_Job_.
Can you write out the whole listing exactly?

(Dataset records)
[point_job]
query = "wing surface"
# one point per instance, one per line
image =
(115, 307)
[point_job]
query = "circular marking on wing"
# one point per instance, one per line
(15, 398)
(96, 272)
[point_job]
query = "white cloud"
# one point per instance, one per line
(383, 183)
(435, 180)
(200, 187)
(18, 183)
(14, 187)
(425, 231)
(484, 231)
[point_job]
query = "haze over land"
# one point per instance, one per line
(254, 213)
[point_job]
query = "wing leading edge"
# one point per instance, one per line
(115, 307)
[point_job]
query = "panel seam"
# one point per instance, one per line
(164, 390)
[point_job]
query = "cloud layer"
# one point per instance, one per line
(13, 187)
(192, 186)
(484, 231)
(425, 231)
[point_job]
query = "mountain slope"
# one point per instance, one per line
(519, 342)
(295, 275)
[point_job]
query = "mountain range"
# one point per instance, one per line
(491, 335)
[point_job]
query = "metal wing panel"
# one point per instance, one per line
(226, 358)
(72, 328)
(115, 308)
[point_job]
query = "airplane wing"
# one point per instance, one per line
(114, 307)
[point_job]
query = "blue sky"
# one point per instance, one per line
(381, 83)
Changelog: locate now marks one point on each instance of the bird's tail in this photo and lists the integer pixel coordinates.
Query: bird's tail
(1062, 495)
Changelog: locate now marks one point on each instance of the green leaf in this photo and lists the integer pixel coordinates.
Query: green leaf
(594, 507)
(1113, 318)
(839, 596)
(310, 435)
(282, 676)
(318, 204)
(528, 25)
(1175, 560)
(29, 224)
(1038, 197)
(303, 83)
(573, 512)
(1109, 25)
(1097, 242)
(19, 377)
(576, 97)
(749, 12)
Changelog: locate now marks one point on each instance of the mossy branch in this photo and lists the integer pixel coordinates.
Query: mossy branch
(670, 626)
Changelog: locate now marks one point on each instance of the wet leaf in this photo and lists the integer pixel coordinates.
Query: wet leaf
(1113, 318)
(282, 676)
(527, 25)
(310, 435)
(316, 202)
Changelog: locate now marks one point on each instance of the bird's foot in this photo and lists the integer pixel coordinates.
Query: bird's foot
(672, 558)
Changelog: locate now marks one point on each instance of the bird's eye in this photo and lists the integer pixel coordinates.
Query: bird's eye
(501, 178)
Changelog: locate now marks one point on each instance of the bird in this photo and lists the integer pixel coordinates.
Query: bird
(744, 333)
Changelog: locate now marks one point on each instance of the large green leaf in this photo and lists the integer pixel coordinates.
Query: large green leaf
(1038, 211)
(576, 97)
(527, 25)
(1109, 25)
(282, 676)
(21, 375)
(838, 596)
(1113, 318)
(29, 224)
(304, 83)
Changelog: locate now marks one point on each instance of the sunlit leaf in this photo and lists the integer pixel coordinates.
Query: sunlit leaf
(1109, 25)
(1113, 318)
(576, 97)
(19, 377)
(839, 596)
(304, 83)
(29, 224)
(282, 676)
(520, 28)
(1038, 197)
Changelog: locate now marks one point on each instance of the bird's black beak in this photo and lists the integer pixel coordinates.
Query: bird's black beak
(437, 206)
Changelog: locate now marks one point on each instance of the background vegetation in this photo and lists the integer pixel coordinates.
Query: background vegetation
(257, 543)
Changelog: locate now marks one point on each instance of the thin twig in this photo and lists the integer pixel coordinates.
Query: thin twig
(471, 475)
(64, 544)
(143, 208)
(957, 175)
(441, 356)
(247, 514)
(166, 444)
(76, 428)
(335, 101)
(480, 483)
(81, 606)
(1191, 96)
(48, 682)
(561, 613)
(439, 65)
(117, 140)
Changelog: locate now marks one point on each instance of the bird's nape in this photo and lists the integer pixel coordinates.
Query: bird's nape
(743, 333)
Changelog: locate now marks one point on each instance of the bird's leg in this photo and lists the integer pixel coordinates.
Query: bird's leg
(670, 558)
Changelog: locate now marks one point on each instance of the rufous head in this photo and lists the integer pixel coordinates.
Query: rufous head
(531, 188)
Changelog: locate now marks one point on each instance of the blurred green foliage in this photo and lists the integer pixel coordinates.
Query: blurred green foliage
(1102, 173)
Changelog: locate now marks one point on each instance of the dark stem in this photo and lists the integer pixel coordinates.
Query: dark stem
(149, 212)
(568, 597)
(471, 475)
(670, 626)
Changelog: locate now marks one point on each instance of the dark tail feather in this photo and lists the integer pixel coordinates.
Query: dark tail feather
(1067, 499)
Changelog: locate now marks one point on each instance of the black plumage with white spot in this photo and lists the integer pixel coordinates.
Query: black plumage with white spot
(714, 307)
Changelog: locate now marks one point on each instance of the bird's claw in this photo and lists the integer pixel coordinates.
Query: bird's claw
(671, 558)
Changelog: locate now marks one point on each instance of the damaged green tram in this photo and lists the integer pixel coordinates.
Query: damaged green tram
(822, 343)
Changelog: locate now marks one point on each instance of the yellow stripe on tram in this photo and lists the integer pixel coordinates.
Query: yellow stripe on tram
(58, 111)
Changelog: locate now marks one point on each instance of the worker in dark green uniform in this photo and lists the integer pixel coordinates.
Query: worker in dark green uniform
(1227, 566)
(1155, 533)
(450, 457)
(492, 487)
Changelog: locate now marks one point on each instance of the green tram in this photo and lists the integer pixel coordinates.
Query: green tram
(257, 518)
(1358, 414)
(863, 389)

_Written response_.
[point_job]
query = "wing surface"
# one point per instance, one per line
image =
(115, 307)
[point_job]
query = "circular marking on wing"
# one point per instance, one per line
(15, 398)
(96, 272)
[point_job]
query = "white cloud"
# one point per instance, one per line
(383, 183)
(435, 180)
(200, 187)
(18, 183)
(14, 187)
(425, 231)
(484, 231)
[point_job]
query = "haze over land"
# one point per instance, one per line
(254, 213)
[point_job]
query = "wing leading edge"
# one point per instance, one per line
(115, 307)
[point_job]
query = "panel seam"
# one point per instance, one per line
(164, 390)
[point_job]
query = "cloud layer"
# one point per instance, one per line
(13, 187)
(192, 186)
(484, 231)
(425, 231)
[point_job]
query = "mountain slope"
# one point per instance, one per line
(519, 342)
(295, 275)
[point_job]
query = "mountain range"
# one point per instance, one per line
(491, 335)
[point_job]
query = "metal wing panel"
# one point per instance, one per line
(226, 358)
(72, 328)
(115, 308)
[point_job]
query = "airplane wing"
# one point per instance, one per line
(114, 307)
[point_job]
query = "blue sky"
# one point per instance, one per line
(381, 83)
Changelog: locate now marks one point on each instance of the bird's tail in this photo and lists the integer pixel coordinates.
Query: bird's tail
(1062, 495)
Changelog: locate now marks one point on each instance of the green leaf in this photo and lists the integer pixel coordinates.
Query: green leaf
(594, 507)
(1113, 318)
(839, 596)
(310, 435)
(282, 676)
(318, 204)
(528, 25)
(1175, 560)
(29, 224)
(1038, 197)
(303, 83)
(573, 512)
(1109, 25)
(1097, 242)
(19, 377)
(576, 97)
(749, 12)
Changelog: locate now marks one point on each instance of the mossy branch in this photo and lists the integer pixel coordinates.
Query: mossy branch
(670, 626)
Changelog: locate now marks one point on each instance of the wet leaf in this photo and lists the integer pixel coordinates.
Query: wet leaf
(1113, 318)
(282, 676)
(527, 25)
(310, 435)
(316, 202)
Changelog: locate now marks one point on each instance of the bird's foot in this photo and lists the integer pixel coordinates.
Query: bird's foot
(672, 558)
Changelog: locate now marks one point on each instance of the bird's eye in this photo and lists the integer pixel coordinates.
Query: bird's eye
(501, 178)
Changelog: locate now marks one point on each instance of the bird in this photo and lists the integer pixel coordinates.
Query: bird
(744, 333)
Changelog: locate now marks one point on each instance of the large green leaf in this photo and lists the integer pixel coordinates.
Query: large green leaf
(1038, 211)
(576, 97)
(527, 25)
(1109, 25)
(282, 676)
(21, 375)
(838, 596)
(1113, 318)
(29, 224)
(304, 83)
Changelog: locate now marks one point on each instance of the sunlit leaf in this photo and lists the integer pixel coordinates.
Query: sunlit leaf
(1109, 25)
(1113, 318)
(576, 97)
(19, 377)
(839, 596)
(304, 83)
(29, 224)
(282, 676)
(520, 28)
(1038, 197)
Changelog: locate now marks one point on each instance of the bird's black beak in this photo and lists the integer pixel coordinates.
Query: bird's black beak
(437, 206)
Changelog: locate now marks one point on each instance of the background vegetation in this photo and lists the integer pixel coordinates.
Query: background vegetation
(257, 543)
Changelog: locate now marks one point on each instance of the thin twig in this photo and lists the integer pixel coordinates.
Query: thin twig
(471, 475)
(64, 544)
(143, 208)
(957, 175)
(441, 356)
(247, 514)
(166, 444)
(76, 428)
(335, 101)
(480, 483)
(81, 606)
(1191, 96)
(48, 682)
(561, 613)
(439, 65)
(117, 140)
Changelog: locate now marks one point on each instance of the bird's nape in this photo and lists the integer pixel coordinates.
Query: bird's nape
(743, 333)
Changelog: locate now marks one point on each instance of the bird's leg in this photo and lists the integer pixel coordinates.
Query: bird's leg
(670, 558)
Changelog: locate now marks one point on each instance of the rufous head in this photo and lists the integer pixel coordinates.
Query: rufous head
(531, 188)
Changelog: locate now marks one point on each instance of the blurred green foliage in this photo and lists the integer pixel coordinates.
Query: blurred green foliage
(1102, 173)
Changelog: locate now marks one point on each instance of the dark stem in this photo and lists the integer pixel coordinates.
Query: dark stem
(149, 212)
(568, 597)
(471, 475)
(670, 626)
Changelog: locate now marks one point on each instance of the dark tail feather in this photo and lists the integer pixel coordinates.
Query: dark tail feather
(1067, 499)
Changelog: locate now marks one point on each instance of the black plumage with white spot in this photo and lists the integer pixel coordinates.
Query: black plumage with white spot
(714, 307)
Changelog: locate now marks one point on each instance of the bird's claw in this photo and lists the integer pixel coordinates.
Query: bird's claw
(671, 558)
Changelog: locate now marks one point on each instance of the damaged green tram in this photo and lists the integer pixel coordinates.
Query: damaged green tram
(822, 343)
Changelog: locate now marks one point on each instance of the yellow stripe on tram in this photo and lists the integer pixel coordinates.
Query: yellow stripe on tram
(58, 111)
Changelog: locate now marks one point on each instance of the worker in dark green uniform in this photo and lists the integer pixel coordinates.
Query: worker in dark green uniform
(1227, 566)
(1155, 533)
(450, 457)
(492, 487)
Changelog: locate now marks one point on each instance of the green tram in this photo and lists the integer pixel coordinates.
Query: green tram
(257, 518)
(1358, 414)
(863, 389)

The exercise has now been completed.